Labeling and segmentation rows
* * *

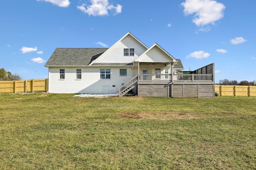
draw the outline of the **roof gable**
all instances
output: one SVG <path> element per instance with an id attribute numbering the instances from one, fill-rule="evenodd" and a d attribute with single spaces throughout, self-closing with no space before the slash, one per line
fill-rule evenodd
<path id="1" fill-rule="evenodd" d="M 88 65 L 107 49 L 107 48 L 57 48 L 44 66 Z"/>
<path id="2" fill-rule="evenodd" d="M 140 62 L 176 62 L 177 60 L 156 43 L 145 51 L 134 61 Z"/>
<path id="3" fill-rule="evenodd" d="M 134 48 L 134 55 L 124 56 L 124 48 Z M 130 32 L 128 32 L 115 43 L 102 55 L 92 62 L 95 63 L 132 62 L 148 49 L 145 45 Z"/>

* * *

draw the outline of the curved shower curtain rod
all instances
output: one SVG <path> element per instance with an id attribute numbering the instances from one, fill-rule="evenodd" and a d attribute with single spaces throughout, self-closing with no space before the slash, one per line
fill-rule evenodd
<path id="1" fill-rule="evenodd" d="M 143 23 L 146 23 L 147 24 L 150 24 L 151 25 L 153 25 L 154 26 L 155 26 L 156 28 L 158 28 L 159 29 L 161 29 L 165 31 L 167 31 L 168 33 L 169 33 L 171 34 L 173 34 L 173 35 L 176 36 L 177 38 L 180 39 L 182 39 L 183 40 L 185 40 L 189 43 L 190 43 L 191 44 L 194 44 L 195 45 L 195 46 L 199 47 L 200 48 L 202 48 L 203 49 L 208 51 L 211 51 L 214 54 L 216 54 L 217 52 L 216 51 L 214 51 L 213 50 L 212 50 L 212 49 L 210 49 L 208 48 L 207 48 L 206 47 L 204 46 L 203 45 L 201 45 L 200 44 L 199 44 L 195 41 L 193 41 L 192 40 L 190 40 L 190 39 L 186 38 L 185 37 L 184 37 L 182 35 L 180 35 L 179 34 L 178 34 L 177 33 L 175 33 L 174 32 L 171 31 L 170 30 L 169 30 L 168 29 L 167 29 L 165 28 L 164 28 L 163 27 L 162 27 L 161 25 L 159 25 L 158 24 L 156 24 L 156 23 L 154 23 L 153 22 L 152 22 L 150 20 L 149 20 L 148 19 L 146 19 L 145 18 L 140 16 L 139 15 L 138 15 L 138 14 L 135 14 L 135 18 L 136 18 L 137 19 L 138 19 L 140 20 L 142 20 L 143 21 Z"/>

* * *

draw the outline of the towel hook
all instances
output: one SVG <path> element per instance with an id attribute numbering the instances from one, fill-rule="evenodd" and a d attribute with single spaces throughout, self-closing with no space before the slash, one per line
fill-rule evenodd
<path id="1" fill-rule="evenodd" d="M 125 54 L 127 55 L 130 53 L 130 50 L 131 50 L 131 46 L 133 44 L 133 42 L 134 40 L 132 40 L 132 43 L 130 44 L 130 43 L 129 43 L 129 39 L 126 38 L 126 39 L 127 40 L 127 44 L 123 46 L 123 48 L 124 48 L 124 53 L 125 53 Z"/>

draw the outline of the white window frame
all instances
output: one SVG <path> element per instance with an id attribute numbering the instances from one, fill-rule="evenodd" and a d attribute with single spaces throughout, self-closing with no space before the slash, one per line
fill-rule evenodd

* * *

TASK DIRECTIONS> Give the part that opens with the line containing "draw the outline of the **roof gable**" and closes with the line containing "134 48 L 134" as a two-column CSV with the columns input and output. Write one CSV line for each row, putting its text in input and its answer in output, each in one quoted field with line breaks turned into spaces.

RESULT FOR THIS EXERCISE>
input,output
"draw the outline of the **roof gable** all instances output: one SVG <path> element per instance with an id attribute numbering the instances from one, fill-rule=""evenodd"" and a d attribute with single spaces throughout, self-closing with no space before the slash, one per line fill-rule evenodd","<path id=""1"" fill-rule=""evenodd"" d=""M 88 65 L 107 49 L 107 48 L 57 48 L 44 66 Z""/> <path id=""2"" fill-rule=""evenodd"" d=""M 140 62 L 176 62 L 177 60 L 156 43 L 145 51 L 134 61 Z""/> <path id=""3"" fill-rule=""evenodd"" d=""M 134 48 L 134 55 L 124 56 L 124 48 Z M 130 32 L 128 32 L 115 43 L 102 55 L 92 62 L 95 63 L 132 62 L 148 49 L 145 45 Z""/>"